Reproduce verbatim the line where "Annotation task — tag the blurred" occurs, along with all following lines down to the last line of the data.

╔══

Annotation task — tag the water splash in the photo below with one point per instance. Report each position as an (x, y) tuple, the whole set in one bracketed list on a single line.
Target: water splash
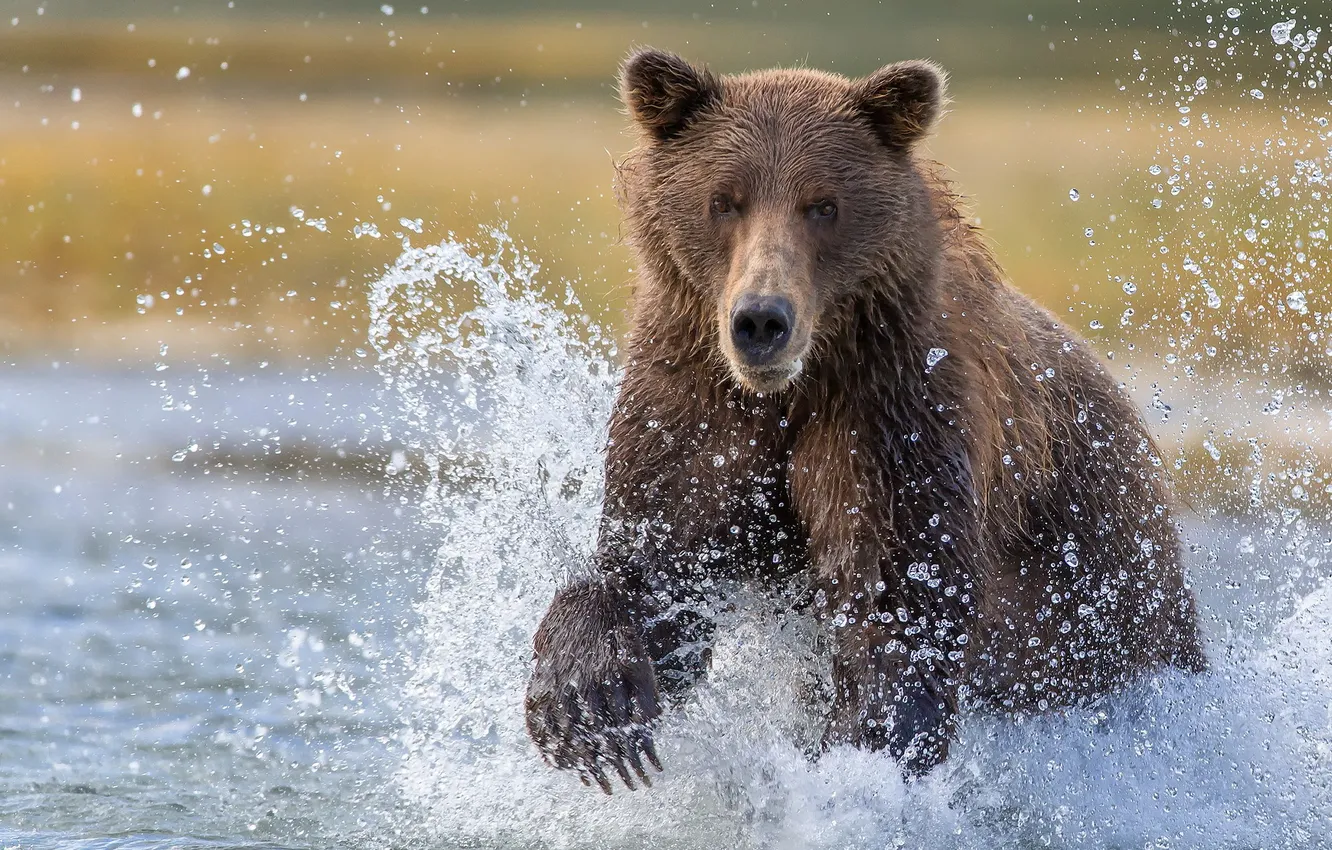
[(508, 405)]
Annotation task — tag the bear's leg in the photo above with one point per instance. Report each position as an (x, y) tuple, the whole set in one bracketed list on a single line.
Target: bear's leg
[(886, 701), (593, 693), (678, 636)]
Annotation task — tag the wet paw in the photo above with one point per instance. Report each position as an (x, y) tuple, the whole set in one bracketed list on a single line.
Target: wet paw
[(596, 724)]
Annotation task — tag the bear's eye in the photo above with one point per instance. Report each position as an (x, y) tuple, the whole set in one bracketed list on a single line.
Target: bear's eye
[(823, 211), (723, 205)]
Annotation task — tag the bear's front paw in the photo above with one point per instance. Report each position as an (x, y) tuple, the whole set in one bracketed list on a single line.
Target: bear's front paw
[(592, 717)]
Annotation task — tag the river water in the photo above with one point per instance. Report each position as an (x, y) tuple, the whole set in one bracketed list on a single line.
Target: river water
[(292, 608)]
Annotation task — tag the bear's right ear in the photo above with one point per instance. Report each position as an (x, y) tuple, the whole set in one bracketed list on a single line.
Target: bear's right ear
[(664, 92), (902, 101)]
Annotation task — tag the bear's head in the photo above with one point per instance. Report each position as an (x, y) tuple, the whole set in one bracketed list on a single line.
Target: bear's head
[(779, 199)]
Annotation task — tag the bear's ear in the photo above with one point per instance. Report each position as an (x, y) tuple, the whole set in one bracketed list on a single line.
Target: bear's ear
[(901, 101), (664, 92)]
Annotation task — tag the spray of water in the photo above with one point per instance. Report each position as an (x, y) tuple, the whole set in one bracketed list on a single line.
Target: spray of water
[(508, 405), (504, 392)]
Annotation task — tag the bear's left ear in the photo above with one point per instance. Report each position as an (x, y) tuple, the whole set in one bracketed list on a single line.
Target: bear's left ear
[(902, 100), (664, 92)]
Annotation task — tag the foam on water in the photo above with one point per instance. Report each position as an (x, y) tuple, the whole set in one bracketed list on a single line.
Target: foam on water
[(1240, 757)]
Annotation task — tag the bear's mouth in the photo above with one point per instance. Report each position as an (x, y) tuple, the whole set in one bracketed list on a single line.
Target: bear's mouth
[(767, 379)]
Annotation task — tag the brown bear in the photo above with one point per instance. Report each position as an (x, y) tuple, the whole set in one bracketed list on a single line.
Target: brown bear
[(829, 380)]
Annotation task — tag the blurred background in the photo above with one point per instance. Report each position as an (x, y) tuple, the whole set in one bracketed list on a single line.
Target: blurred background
[(223, 177), (196, 196)]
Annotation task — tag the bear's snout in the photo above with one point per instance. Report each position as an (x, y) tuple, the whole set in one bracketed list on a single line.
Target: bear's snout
[(761, 328)]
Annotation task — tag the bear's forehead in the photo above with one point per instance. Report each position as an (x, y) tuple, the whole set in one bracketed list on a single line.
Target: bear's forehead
[(791, 93)]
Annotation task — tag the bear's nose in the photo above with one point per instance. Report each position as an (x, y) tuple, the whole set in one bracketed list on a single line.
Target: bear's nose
[(761, 327)]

╚══

__FINAL ANSWER__:
Annotation task — tag the blurred background in the photo above with one point per instance. Report each position as an (x, y) tuple, the whole set in one bracketed list on a single line.
Target: blurred background
[(223, 177), (196, 196)]
Annotation task — tag the bear's snout in the photo above with one point per instance. Report each position as an (x, y) tuple, the whole set in one bracketed list on a single line.
Target: bear's snout
[(761, 328)]
Annotation task — tag the bear's forehead in the photo above with one point per instance. Report each position as an (x, y) tuple, the whole set in one bracketed list on a single line.
Target: bear's forehead
[(791, 93)]
Annotation task — tag the bear's nose in the photo above with one point per instance. Report each position as an (x, y) tuple, the whole set in one bracketed list on a single line.
Target: bear's nose
[(761, 327)]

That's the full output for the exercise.